#### [TASK DIRECTIONS]
From the start of the items up to and including the line containing "M186 170L48 227L40", lay out the items as a two-column CSV with the headers item and answer and one row per item. Put each item's text and its answer in its own quoted field, replacing line breaks with spaces.

_ _ _ _

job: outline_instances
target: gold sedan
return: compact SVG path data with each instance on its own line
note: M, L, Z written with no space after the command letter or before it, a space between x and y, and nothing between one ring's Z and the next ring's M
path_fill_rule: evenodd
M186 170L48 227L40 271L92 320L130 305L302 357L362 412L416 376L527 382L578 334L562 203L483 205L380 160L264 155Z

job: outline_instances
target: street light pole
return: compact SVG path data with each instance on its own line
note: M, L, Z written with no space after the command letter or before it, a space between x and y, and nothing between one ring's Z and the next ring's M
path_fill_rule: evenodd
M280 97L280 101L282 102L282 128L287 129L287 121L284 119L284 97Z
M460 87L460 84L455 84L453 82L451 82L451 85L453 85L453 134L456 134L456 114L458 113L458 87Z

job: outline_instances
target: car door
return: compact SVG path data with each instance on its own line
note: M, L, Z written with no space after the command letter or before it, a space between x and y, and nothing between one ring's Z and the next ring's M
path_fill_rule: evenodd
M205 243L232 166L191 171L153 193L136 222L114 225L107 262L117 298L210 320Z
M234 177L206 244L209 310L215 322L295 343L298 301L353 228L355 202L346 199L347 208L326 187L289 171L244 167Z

_ _ _ _

#### [SOLUTION BELOW]
item,answer
"job: outline_instances target: gold sedan return: compact SVG path data with each instance on its own line note: M, L, Z written with no space after the command letter or before it, a space between x and y, and nothing between one ring's Z and the next ring's M path_fill_rule: evenodd","M186 170L48 227L40 271L92 320L130 305L302 357L362 412L416 376L527 382L578 334L562 203L483 205L380 160L264 155Z"